* Records shown *
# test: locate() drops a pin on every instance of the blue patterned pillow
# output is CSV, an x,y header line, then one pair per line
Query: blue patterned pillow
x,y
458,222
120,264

* Exercise instructions *
An exact copy of every entry is the expected result.

* Solution below *
# test: locate() drops a pin on every instance of the blue patterned pillow
# output is CSV, an x,y header line, then one pair per line
Query: blue patterned pillow
x,y
458,222
120,264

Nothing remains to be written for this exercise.